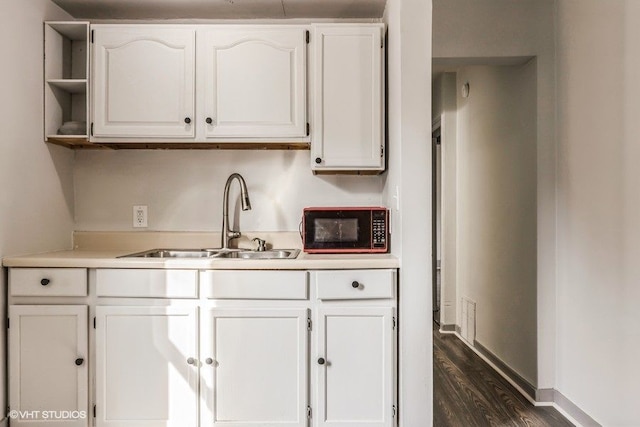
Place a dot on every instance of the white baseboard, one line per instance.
(543, 397)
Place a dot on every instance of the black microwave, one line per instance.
(345, 230)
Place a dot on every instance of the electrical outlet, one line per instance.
(139, 216)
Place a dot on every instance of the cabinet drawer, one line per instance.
(230, 284)
(52, 282)
(355, 284)
(147, 283)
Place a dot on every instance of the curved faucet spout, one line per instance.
(227, 233)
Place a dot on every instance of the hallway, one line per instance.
(468, 392)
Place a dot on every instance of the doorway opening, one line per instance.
(484, 171)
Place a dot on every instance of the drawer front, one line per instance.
(132, 283)
(245, 284)
(355, 284)
(51, 282)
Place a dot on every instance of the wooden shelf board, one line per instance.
(71, 30)
(208, 145)
(82, 142)
(70, 85)
(75, 142)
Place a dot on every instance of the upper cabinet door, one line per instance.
(348, 119)
(254, 81)
(143, 81)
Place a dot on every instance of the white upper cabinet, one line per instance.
(253, 80)
(348, 113)
(143, 81)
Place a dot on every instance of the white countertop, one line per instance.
(108, 259)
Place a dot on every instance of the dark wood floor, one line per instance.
(469, 393)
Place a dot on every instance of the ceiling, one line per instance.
(221, 9)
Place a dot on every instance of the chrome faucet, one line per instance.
(228, 234)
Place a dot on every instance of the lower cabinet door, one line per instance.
(254, 370)
(48, 374)
(146, 366)
(354, 367)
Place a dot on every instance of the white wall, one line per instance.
(183, 189)
(598, 206)
(409, 150)
(516, 28)
(445, 108)
(37, 196)
(496, 215)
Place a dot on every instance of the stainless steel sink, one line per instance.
(216, 253)
(175, 253)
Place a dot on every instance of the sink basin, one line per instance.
(216, 253)
(176, 253)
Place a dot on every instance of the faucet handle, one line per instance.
(261, 244)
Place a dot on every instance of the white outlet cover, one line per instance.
(140, 216)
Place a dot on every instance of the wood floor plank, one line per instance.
(469, 393)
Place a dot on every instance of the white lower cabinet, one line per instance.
(48, 375)
(355, 346)
(254, 370)
(146, 366)
(182, 348)
(354, 385)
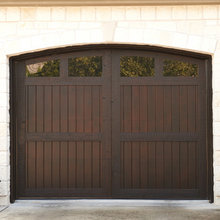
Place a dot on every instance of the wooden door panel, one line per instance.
(159, 165)
(67, 150)
(136, 133)
(159, 130)
(158, 109)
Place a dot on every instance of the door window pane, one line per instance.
(133, 66)
(179, 68)
(85, 66)
(43, 69)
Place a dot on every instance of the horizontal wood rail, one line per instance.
(104, 3)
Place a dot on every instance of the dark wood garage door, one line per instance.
(111, 123)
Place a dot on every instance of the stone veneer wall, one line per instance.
(29, 29)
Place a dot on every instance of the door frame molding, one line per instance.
(13, 60)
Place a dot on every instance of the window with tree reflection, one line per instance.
(134, 66)
(179, 68)
(85, 66)
(43, 69)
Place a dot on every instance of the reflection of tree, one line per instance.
(178, 68)
(136, 66)
(85, 66)
(49, 69)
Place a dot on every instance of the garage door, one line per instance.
(111, 124)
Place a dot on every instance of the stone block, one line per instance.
(103, 14)
(216, 114)
(164, 13)
(210, 11)
(217, 173)
(148, 13)
(96, 36)
(4, 188)
(3, 13)
(179, 40)
(118, 13)
(136, 35)
(4, 173)
(4, 200)
(28, 14)
(13, 14)
(4, 158)
(58, 14)
(217, 188)
(194, 43)
(133, 13)
(194, 12)
(87, 14)
(4, 143)
(82, 36)
(179, 13)
(4, 115)
(4, 97)
(217, 158)
(216, 128)
(121, 35)
(216, 99)
(4, 85)
(209, 45)
(8, 29)
(43, 14)
(73, 13)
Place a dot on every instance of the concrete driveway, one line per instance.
(109, 209)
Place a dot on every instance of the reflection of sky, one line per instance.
(33, 68)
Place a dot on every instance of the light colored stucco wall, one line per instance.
(193, 28)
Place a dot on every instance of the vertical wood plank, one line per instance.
(122, 165)
(56, 109)
(167, 109)
(40, 108)
(152, 164)
(127, 108)
(144, 160)
(64, 159)
(88, 163)
(175, 165)
(183, 109)
(96, 114)
(40, 165)
(191, 109)
(135, 109)
(80, 108)
(192, 155)
(159, 108)
(56, 165)
(72, 165)
(143, 108)
(135, 165)
(47, 165)
(72, 109)
(183, 165)
(31, 158)
(151, 110)
(122, 109)
(88, 109)
(159, 165)
(175, 109)
(96, 165)
(167, 165)
(80, 164)
(64, 108)
(47, 109)
(127, 164)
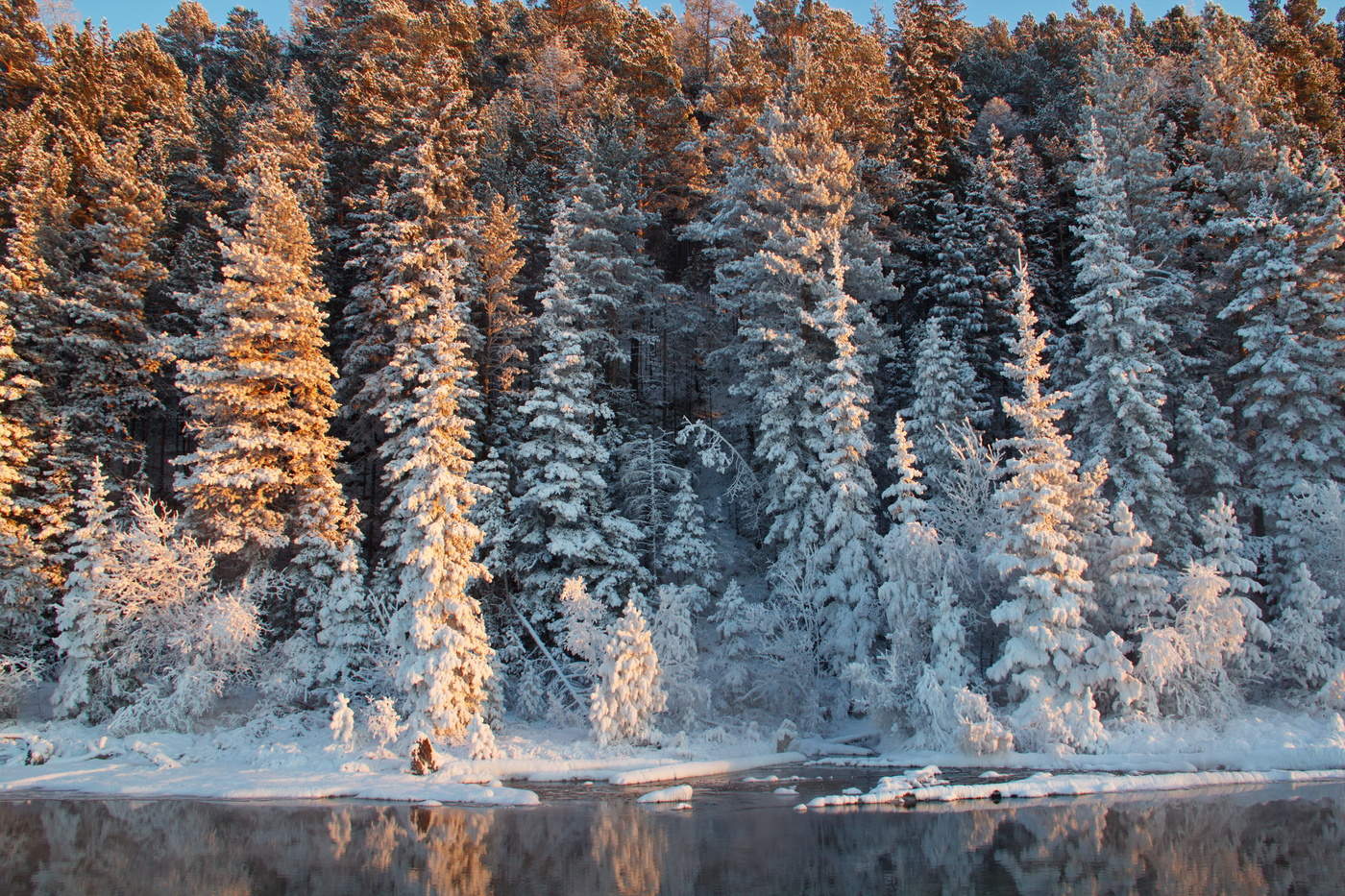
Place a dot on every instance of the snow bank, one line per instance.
(901, 788)
(232, 782)
(676, 794)
(681, 771)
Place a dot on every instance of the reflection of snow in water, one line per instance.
(1227, 841)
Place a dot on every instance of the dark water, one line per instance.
(739, 839)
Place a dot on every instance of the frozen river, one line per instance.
(739, 838)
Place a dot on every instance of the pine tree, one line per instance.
(1045, 655)
(770, 233)
(261, 483)
(1127, 593)
(1304, 650)
(564, 521)
(907, 493)
(629, 689)
(1223, 550)
(944, 395)
(444, 658)
(1288, 292)
(849, 540)
(1186, 664)
(110, 351)
(86, 614)
(501, 322)
(1119, 400)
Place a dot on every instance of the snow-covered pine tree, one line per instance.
(1186, 665)
(582, 626)
(564, 521)
(847, 546)
(944, 393)
(629, 688)
(912, 563)
(770, 233)
(1221, 549)
(86, 614)
(1045, 654)
(1118, 402)
(905, 494)
(1288, 289)
(110, 354)
(945, 714)
(1127, 593)
(958, 294)
(1307, 655)
(501, 322)
(437, 633)
(261, 485)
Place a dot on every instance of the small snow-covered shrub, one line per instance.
(342, 725)
(17, 673)
(629, 690)
(382, 722)
(480, 740)
(1184, 665)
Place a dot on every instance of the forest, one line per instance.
(652, 370)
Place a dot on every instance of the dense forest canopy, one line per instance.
(575, 358)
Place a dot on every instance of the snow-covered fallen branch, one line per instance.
(676, 794)
(898, 788)
(681, 771)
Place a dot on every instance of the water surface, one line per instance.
(737, 839)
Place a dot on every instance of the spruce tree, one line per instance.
(564, 519)
(1039, 553)
(261, 485)
(1118, 403)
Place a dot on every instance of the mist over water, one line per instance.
(1278, 839)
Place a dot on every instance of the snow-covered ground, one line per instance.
(295, 758)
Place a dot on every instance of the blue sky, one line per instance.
(131, 13)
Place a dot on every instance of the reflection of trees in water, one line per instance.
(1230, 842)
(628, 845)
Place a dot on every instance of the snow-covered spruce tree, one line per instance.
(170, 641)
(582, 627)
(847, 547)
(1221, 549)
(931, 117)
(1118, 403)
(261, 485)
(629, 689)
(905, 496)
(86, 615)
(1311, 530)
(1127, 593)
(914, 561)
(437, 634)
(1045, 654)
(958, 294)
(564, 521)
(943, 395)
(110, 352)
(501, 322)
(770, 233)
(437, 631)
(1184, 665)
(1304, 650)
(944, 712)
(1288, 288)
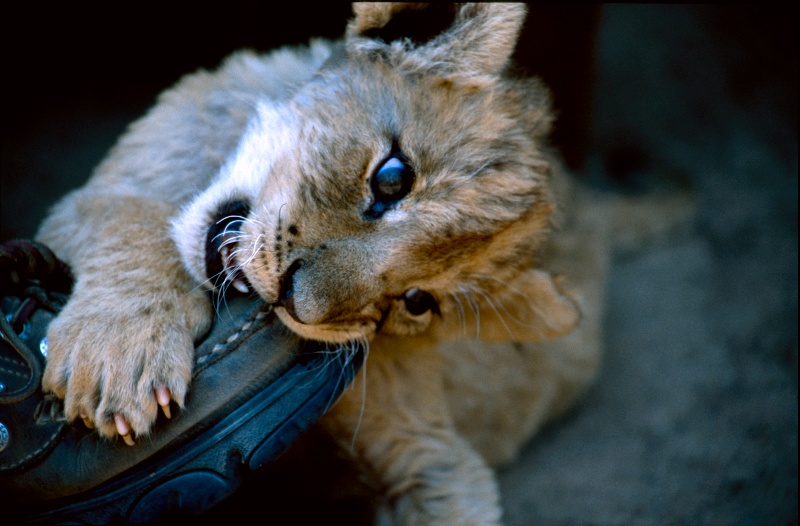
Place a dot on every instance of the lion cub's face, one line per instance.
(386, 190)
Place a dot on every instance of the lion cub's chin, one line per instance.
(394, 320)
(328, 332)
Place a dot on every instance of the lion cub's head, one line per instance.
(406, 178)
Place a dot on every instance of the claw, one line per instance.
(123, 429)
(163, 397)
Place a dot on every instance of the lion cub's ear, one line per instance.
(443, 39)
(532, 309)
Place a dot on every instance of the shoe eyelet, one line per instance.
(26, 328)
(5, 437)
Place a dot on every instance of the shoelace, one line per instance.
(31, 272)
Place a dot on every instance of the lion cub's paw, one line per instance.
(116, 361)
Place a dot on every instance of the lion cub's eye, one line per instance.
(390, 183)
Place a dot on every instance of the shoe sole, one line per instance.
(211, 460)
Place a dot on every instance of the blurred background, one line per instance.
(694, 419)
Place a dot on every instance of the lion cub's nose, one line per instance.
(286, 297)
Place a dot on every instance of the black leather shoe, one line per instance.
(255, 388)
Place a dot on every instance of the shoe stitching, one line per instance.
(223, 347)
(34, 454)
(15, 373)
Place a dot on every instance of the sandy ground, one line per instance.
(694, 418)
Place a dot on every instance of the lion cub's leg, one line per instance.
(124, 343)
(398, 426)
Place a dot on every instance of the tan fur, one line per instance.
(298, 135)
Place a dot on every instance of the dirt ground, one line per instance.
(694, 419)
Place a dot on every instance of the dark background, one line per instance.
(694, 418)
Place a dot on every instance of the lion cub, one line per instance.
(395, 188)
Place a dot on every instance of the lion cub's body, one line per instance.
(296, 139)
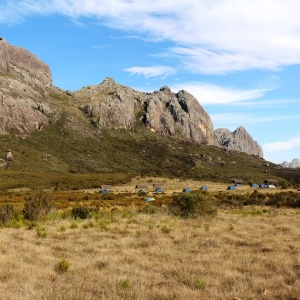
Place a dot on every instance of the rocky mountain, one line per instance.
(29, 102)
(25, 82)
(239, 140)
(170, 114)
(295, 163)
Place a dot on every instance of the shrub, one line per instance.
(125, 284)
(192, 205)
(199, 284)
(41, 232)
(81, 212)
(63, 265)
(6, 213)
(37, 206)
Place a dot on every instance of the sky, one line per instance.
(240, 59)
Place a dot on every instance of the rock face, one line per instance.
(26, 105)
(239, 140)
(295, 163)
(113, 105)
(24, 82)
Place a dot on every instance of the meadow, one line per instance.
(150, 254)
(127, 248)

- **Task description**
Your job is to restate, word for word, only the lines from the one holding "Place a dot on every instance of the blurred" through the end of the material; pictures stay out.

- **Answer to this task**
Place a dot on every instance of the blurred background, one line per instance.
(694, 419)
Place a dot on every instance of the lion cub's nose, one line per instance.
(286, 297)
Place a dot on every instance of the black leather shoe, one line per instance.
(255, 388)
Place a dot on every instance of the shoe stitching, one line per instance.
(223, 347)
(34, 454)
(15, 373)
Place a dot on every instance of the sandy ground, one line per instance.
(694, 418)
Place a dot on every instance of the lion cub's leg, one line per instance.
(124, 343)
(398, 426)
Place a dot on every instance of the tan fur, one line per instance.
(298, 135)
Place a dot on every instance of the dirt ground, one line per instance.
(694, 419)
Place a dot on every instance of the dark background, one line per instance.
(694, 418)
Place a dot on every instance of the lion cub, one line per instance.
(395, 188)
Place a dot on every instance of the lion cub's body, one line per instance.
(296, 139)
Place a dot on every instance of the rocky mountain, one line per instance.
(29, 102)
(25, 82)
(239, 140)
(170, 114)
(295, 163)
Place a dot on every instance of the shrub, one line per instance.
(125, 284)
(192, 205)
(199, 284)
(41, 232)
(81, 212)
(63, 265)
(6, 213)
(37, 206)
Place a dot on every instance of the sky, one line per instance.
(240, 59)
Place a dot on every instance of the rock face, one line per instance.
(26, 105)
(239, 140)
(295, 163)
(113, 105)
(24, 82)
Place a dot on every instance of the meadow, one line per instance.
(150, 254)
(127, 248)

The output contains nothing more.